Felienne Hermans: How patterns in variable names can make code easier to read

[+] DonHopkins|3 years ago|reply

I like to use "big-endian" naming molds (love that term!) to define sets of names that when you alphabetize them place related variables next to each other. (i.e. in a completion menu or browser.)

For example, left_foo and right_foo are little-endian, since the least significant word comes first, so they'll be a long distance away from each other in an alphabetized list.

But foo_left and foo_right are big-endian, since foo is more significant than left or right. So they will appear one after the other in an alphabetized list.

Common suffix words are _x _y _z or _min _max, or _left _right _top _bottom, of even singletons like _enabled _loaded _error etc.

But when you combine multiple dimensions together in names, you need to think of which dimensions are more significant, based on how the variables are used, so use foo_x_min foo_x_max, if the positions are important, or foo_min_x foo_min_y, if the ranges are more important.

Sometimes it's hard to decide or ambiguous, so just try to be predictable and the same as all the other code. Think of which variables should appear closest to each other in an alphabetical list.

And avoid middle-endian or random-endian (or sentence-grammar-order-endian) like the plague. A variable name should probably not be a grammatically correct sentence.

Another really annoying linguistic naming smell is "smurfing," where all of class Smurf's instance variables have smurf_ prefixes. Or where all the classes, methods, or instance variables have an "xyz_" prefix where "xyz" is the name of the project or library. Arrgh!!!

[+] elliekelly|3 years ago|reply

I really like this concept but I find it a bit frustrating that the name for the naming convention doesn’t follow its own convention. Shouldn’t it be called “endian-big”? ;)

[+] mankyd|3 years ago|reply

There's an interesting question that arises when you says "when you alphabetize them place related variables next to each other".

################

* [Exercises]:
a) Set down the passage from the thread on variable naming, starting at "Common suffix words" and ending at "an alphabetical list.", word for word.
b) In the thread on variable naming, what term describes giving every instance variable of a class a prefix taken from the class name?
c) Continue the thread on variable naming from the point where it stops.

################

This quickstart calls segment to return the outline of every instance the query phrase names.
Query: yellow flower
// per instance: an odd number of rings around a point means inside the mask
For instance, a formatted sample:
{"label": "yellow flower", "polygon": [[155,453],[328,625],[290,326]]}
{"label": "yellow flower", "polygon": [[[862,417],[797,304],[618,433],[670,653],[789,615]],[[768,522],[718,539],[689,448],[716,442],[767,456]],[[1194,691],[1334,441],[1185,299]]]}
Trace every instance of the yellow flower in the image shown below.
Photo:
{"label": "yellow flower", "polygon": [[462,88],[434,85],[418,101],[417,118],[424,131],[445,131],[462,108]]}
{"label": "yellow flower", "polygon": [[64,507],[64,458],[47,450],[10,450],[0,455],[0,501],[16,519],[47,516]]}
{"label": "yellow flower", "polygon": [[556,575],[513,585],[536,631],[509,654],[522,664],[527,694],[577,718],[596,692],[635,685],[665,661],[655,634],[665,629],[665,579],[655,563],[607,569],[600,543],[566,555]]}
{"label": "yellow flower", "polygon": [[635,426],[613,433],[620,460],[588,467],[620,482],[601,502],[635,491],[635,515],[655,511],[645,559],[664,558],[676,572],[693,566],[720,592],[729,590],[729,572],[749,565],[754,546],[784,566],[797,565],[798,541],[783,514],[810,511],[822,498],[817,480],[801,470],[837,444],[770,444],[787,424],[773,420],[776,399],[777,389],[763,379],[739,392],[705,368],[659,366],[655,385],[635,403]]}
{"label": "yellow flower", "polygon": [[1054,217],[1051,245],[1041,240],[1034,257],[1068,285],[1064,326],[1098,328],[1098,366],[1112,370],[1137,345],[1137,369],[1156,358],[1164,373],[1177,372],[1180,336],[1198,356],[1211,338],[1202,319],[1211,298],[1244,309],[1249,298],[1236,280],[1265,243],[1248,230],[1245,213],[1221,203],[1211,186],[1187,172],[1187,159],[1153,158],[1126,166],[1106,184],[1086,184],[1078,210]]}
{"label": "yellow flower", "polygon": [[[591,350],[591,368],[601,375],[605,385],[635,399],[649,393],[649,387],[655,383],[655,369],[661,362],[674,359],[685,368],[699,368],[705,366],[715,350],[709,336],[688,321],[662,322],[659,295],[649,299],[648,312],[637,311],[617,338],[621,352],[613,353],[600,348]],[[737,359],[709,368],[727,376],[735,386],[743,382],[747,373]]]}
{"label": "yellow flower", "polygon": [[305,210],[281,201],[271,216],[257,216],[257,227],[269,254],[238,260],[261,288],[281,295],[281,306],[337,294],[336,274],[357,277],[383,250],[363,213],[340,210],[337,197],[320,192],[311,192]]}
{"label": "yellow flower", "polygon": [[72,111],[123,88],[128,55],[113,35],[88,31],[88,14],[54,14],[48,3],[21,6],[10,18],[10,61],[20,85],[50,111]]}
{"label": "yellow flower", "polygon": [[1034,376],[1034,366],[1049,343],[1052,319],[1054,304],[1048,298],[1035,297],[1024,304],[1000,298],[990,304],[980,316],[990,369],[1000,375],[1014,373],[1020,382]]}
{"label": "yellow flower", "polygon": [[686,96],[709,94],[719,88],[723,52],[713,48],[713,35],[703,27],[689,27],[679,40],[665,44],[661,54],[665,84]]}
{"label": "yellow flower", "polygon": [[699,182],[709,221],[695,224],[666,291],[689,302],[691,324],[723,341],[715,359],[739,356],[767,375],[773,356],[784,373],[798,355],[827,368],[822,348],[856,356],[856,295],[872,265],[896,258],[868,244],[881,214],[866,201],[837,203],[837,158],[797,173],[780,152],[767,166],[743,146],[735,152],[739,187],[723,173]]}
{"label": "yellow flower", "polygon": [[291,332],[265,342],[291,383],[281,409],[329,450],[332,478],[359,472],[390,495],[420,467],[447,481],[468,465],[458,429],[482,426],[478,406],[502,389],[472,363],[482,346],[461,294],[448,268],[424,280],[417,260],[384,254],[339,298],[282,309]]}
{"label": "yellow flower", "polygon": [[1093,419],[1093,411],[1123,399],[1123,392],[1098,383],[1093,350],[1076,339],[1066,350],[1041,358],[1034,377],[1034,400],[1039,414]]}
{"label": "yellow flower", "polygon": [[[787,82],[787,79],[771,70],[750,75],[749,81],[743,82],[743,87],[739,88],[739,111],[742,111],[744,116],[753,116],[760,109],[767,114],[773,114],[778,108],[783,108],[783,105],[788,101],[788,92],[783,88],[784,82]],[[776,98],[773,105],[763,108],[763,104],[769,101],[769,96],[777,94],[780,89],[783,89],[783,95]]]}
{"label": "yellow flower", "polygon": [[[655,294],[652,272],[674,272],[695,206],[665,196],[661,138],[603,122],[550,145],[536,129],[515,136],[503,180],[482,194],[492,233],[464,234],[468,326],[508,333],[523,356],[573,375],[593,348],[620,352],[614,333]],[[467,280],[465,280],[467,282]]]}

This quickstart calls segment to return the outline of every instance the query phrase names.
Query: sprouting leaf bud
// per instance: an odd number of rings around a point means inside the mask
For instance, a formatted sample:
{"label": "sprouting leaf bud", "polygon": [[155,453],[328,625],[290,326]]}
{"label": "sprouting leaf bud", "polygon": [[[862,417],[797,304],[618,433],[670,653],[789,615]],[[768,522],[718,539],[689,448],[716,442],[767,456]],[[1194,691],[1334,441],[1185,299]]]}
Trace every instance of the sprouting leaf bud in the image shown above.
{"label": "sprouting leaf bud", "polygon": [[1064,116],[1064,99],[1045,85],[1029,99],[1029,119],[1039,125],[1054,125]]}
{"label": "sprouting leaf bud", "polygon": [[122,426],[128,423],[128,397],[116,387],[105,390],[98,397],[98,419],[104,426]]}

################

* [Expected results]:
a)
Common suffix words are _x _y _z or _min _max, or _left _right _top _bottom, of even singletons like _enabled _loaded _error etc.

But when you combine multiple dimensions together in names, you need to think of which dimensions are more significant, based on how the variables are used, so use foo_x_min foo_x_max, if the positions are important, or foo_min_x foo_min_y, if the ranges are more important.

Sometimes it's hard to decide or ambiguous, so just try to be predictable and the same as all the other code. Think of which variables should appear closest to each other in an alphabetical list.

b) Smurfing.

c)
Let's say you have some non-trivial class that includes, among others, some 2d rectangular data: An x, y, width, and height. They're all related, but they don't naturallly occur near each other without a little massaging:

coordX, coordY, sizeWidth, sizeHeight?

xMin, xMax, yMin, yMax?

coordXMin, coordXMax, coordYMin, coordYMax?

I generally agree with your sentiment, but there's a reason "naming things" is one of the hardest problems in computer science :)

[+] lmm|3 years ago|reply

"Smurfing" and "big-endian" are the same thing though!

IMO a big alphabetical list of everything in your project is not a useful or important thing. Use a language that has good support for hierachical namespaces, and use them.

[+] unknown|3 years ago|reply

[deleted]

[+] SnowHill9902|3 years ago|reply

Agreed. When dealing with real values, it’s favorable to explicit the units: weight_lb, length_cm.

[+] reidjs|3 years ago|reply

Loved how short and to the point it was. If you don’t have time to watch, the idea is it’s incredibly rare for two devs to come up with the same names for vars. To increase the odds of coming up with the same names for vars, you should agree on naming conventions (name molds) as a team. Sounds obvious, but great science is often confirmations or denials of the obvious.

[+] extrememacaroni|3 years ago|reply

Patterns in the way code looks in general are invaluable for parsing code quickly especially in areas that you're somewhat familiar with. You can discard/ignore big chunks of code very quickly and go straight to where you think the relevant part is if they look as you'd expect at a glance. If they don't, it's sort of like a cache miss. "What the hell why don't people autoformat their goddamn files before saving" and then read those bits of code just to make sure they're not hiding any surprises, before formatting them properly.

It's the difference between taking, say, 2 seconds to read a method, and 10 or more.

I can only assume people who don't treat code formatting as a rule read every.single.thing.line.by.line.every.time.

[+] nickjj|3 years ago|reply

Aren't linguistic names a form of mold?

I find Rails' conventions are very good around this, for example datetime fields end with _at and dates end with _on. This way you end up with variable names like published_at or published_on depending on if you care about the time or not. It sounds so natural.

The idea of using ? to end a variable name for booleans is great too.

It's the opposite of cognitive load because you can glance at a name and know what it is without knowing more about it. If the implementer of a linguistic named function does bad things to break the expected behavior then you shouldn't blame the method -- that's a user error.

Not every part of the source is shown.